Предоставленный текст:

Приходится признать, что изучение мифов приводит нас к противоречивым заключениям. В мифе все может быть; кажется, что последовательность событий в нем не подчиняется правилам логики и нарушает закон причинности. Любой субъект может иметь здесь любой предикат, любые мыслимые связи возможны. И при этой кажущейся произвольности одни и те же мифы с теми же отличительными чертами и зачастую с теми же подробностями встречаются во многих областях земного шара. Встает вопрос: если содержание мифов абсолютно случайно, как объяснить их сходство в разных местах Земли? Можно надеяться найти решение только в том случае, если мы четко осознаем, что миф противоречив по сути своей. Это противоречие похоже на то, которое обнаружили первые философы, заинтересовавшиеся языком. Для того чтобы лингвистика оформилась как наука, пришлось сначала разобраться с этим вопросом. Древние философы подходили к языку так, как мы подходим сегодня к мифологии. Они подметили, что в каждом языке определенные сочетания звуков соответствуют определенным значениям, и безуспешно пытались понять, какая внутренняя необходимость объединяет эти значения и эти звуки. Усилия были напрасны, потому что одни и те же звуки в разных языках связаны с разными значениями. Противоречие разрешилось только тогда, когда было замечено, что значащая функция в языке связана не с самими звуками, а со способом их сочетания между собой.
Многие недавно появившиеся теории мифа впадают в то же заблуждение. По Юнгу, значение связано с определенными мифологическими темами, которые он назвал архетипами{119}. Это рассуждение напоминает известное заблуждение философов, занимавшихся языком. Они долгое время считали[57], что различные звуки благодаря внутренне присущим им свойствам передают то или иное значение: так, «текучие» полугласные якобы должны вызвать представление о соответствующем состоянии материи, открытые гласные по преимуществу включаются в состав имен, обозначающих предметы большие, громоздкие, тяжелые или звонкие{120} и т. д. Соссюровский принцип произвольного характера лингвистических знаков, конечно, нуждается в пересмотре и поправках [193; см. также наст, изд., гл. V], но, пожалуй, любой лингвист признает, что этот принцип когда-то открыл новую эпоху в истории лингвистической мысли.
Недостаточно только провести сравнение современного положения в мифологии с состоянием лингвистики донаучного периода. Если мы этим ограничимся, мы только рискуем попасть из одной трудной ситуации в другую. Сопоставление мифа с языком ничего не решает: миф есть составная часть языковой деятельности; он передается словами, он целиком входит в сферу высказывания.

Письменные задания:
A) Определите, согласуются ли с текстом о мифе и языке три утверждения. На каждое ответьте «да» или «нет» и приведите точную цитату из текста, на которой основан ответ.
(i) Одни и те же мифы встречаются во многих областях земного шара.
(ii) Древним философам удалось понять, какая внутренняя необходимость объединяет значения и звуки.
(iii) Сопоставление мифа с языком решает проблему.
B) Обновите фрагмент текста о мифе и языке, начиная со слов «Недостаточно только провести» и продолжая до слов «в сферу высказывания.» включительно, заменив «лингвистики» на «языкознания».
C) Напишите продолжение текста о мифе и языке с того места, где он обрывается.

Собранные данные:
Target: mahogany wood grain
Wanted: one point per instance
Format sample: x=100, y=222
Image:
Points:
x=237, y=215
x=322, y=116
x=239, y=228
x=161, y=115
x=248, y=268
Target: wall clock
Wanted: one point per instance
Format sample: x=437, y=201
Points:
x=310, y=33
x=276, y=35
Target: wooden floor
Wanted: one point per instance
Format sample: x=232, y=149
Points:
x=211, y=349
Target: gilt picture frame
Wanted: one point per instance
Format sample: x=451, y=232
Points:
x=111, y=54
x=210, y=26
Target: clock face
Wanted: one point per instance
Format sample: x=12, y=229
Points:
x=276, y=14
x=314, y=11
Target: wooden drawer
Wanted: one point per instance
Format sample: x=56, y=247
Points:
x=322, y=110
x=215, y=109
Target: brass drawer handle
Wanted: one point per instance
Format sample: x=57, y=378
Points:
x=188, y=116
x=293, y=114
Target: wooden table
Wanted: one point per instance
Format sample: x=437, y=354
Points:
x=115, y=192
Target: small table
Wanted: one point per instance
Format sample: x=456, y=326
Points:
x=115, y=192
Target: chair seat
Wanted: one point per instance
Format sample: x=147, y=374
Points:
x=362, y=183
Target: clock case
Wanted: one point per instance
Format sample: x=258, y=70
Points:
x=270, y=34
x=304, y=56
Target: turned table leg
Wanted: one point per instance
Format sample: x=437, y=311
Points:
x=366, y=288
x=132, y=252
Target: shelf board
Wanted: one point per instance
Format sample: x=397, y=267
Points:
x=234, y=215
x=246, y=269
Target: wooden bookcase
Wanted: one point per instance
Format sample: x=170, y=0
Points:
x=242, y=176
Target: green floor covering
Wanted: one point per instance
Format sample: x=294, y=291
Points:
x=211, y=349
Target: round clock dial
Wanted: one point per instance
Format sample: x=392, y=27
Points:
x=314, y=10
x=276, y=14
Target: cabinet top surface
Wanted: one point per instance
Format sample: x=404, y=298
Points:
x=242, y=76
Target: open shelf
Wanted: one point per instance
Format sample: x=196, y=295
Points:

Решённые задачи:
A)
(i) Да: «одни и те же мифы с теми же отличительными чертами и зачастую с теми же подробностями встречаются во многих областях земного шара».
(ii) Нет: «безуспешно пытались понять, какая внутренняя необходимость объединяет эти значения и эти звуки».
(iii) Нет: «Сопоставление мифа с языком ничего не решает».

B)
Недостаточно только провести сравнение современного положения в мифологии с состоянием языкознания донаучного периода. Если мы этим ограничимся, мы только рискуем попасть из одной трудной ситуации в другую. Сопоставление мифа с языком ничего не решает: миф есть составная часть языковой деятельности; он передается словами, он целиком входит в сферу высказывания.

C)
Чтобы понять специфический характер мифологического мышления, мы должны признать, что миф есть одновременно и внутриязыковое и внеязыковое явление. Подобная трудность встречается и в лингвистике: язык включает в себя различные уровни. Проводя различие между языком и речью, Соссюр показал, что язык можно рассматривать в двух взаимодополняющих аспектах — структурном и статистическом: язык обратим во времени, а речь во времени необратима{121}. Но если возможно выделить в языке два вышеназванных уровня, то нет ничего невероятного в том, что нам удастся найти и третий.
Мы только что дали определение языка и речи через временные системы, к которым они соответственно относятся. Миф также использует третью временную систему, которая сочетает в себе свойства обеих названных временных систем. Миф всегда относится к событиям прошлого: «до сотворения мира» или «в начале времен» — во всяком случае, «давным-давно»{122}. Но значение мифа состоит в том, что эти события, имевшие место в определенный момент времени, существуют вне времени.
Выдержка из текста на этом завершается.